## Extract to read:
------------------------------------------------------------------------

Partial Application for real

Intuitive Solutions

While working on a library recently, I came across an elegant use of partial application.

How would we model the first monday in any given month. Firstly I needed a way of passing around the concept of a month which ends up being simply fromGregorian applied to a year and month index.

The type signature being: fromGregorian :: Integer -> Int -> Int -> Day

So, a month, when partially applied, becomes a function taking an Int and returning a Day which is exactly what we want.

A common scenario for a bank holiday library is “first monday in month” and with our ability to pass in “months” to a function we define it this way:

[jan, feb, mar] = map (fromGregorian 1999) [1,2,3]

firstMondayIn month = addDays offset (month 07)
  where
    offset = negate (weekIndex (month 02))

weekIndex day = toModifiedJulianDay day `mod` 7

The most difficult part here was figuring out how Julian time worked, but the solution ends up being super readable.

------------------------------------------------------------------------

## Listing:
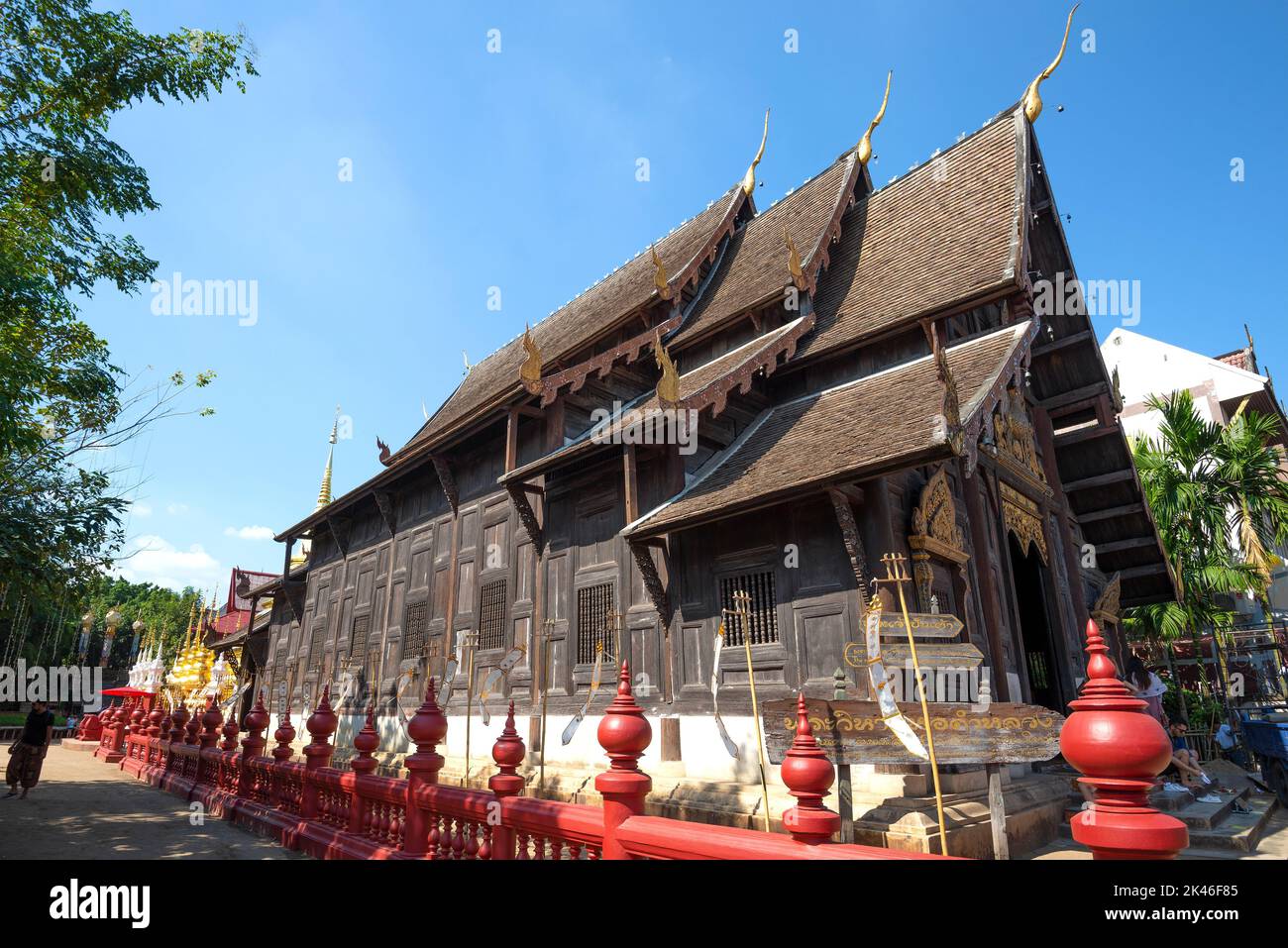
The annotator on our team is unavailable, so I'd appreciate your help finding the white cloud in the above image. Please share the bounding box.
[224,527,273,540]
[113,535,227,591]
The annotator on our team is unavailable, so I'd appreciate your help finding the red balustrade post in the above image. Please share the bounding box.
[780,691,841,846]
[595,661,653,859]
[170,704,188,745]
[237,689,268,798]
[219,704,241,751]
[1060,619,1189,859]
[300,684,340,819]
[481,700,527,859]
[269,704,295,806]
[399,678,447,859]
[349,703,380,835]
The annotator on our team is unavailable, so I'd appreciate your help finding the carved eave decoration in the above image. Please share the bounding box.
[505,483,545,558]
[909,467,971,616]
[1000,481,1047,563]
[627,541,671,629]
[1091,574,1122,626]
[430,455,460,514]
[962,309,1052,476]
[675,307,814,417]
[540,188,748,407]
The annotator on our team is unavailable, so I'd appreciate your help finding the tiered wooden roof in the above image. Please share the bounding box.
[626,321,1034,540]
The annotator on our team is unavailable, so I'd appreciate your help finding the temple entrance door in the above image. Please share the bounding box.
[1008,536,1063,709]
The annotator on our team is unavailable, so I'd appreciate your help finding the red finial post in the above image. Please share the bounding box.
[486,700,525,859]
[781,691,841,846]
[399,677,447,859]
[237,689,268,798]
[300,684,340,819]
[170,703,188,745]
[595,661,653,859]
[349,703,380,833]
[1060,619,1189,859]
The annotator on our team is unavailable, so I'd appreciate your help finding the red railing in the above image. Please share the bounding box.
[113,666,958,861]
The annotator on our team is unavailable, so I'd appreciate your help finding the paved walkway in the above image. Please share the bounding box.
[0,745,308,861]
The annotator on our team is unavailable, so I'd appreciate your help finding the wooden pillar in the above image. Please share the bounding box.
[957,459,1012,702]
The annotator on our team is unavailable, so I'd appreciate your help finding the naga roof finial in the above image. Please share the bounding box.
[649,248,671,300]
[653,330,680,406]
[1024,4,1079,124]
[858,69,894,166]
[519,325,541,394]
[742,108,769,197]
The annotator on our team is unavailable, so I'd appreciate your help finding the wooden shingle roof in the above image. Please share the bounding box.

------------------------------------------------------------------------

## Complete the following:
A: According to the post on partial application, what was the most difficult part of the work?
B: Carry on writing the post on partial application from its last sentence.
The records have no connection to the post on partial application.

## Answers for the exercise:
A: Figuring out how Julian time worked.

B:
The other scenario for describing US bank holidays is the case where a holiday falls on a weekend.

january_holidays = [weekendHolidayFrom (jan 1), weekendHolidayFrom (jan 20)]

weekendHolidayFrom :: Day -> Maybe Day
weekendHolidayFrom d = case weekIndex d of
  3 -> Nothing            -- saturday
  4 -> Just (addDays 1 d) -- sunday
  _ -> Just d

From here, we have a list of Maybe Day’s so we need to filter them down to Days. There’s probably a better way of doing this, but I used mapMaybe because of the type: (a -> Maybe b) -> [a] -> [b]

mapMaybe id january_holidays

The subtle benefit

There is plenty said about the benefits of partial application or the lack thereof, but this isn’t really about that. It’s about the ease of prototyping this sort of solution. From what I can tell, the equivalent ruby solution would not have been as clean, because of the lack of first class partial application.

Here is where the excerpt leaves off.